Action item:
Repeat verbatim the lines of the data below, beginning with the line containing "column 366, row 131" and continuing to the end.

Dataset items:
*** Begin section ***
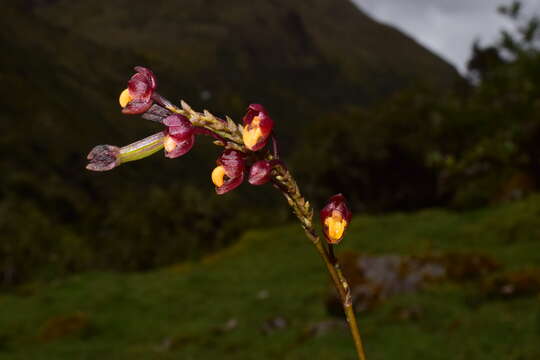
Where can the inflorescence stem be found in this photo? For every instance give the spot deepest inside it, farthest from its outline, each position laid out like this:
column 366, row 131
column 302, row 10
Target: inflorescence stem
column 284, row 181
column 303, row 211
*** End section ***
Task output:
column 366, row 131
column 302, row 10
Target: inflorescence stem
column 284, row 181
column 303, row 211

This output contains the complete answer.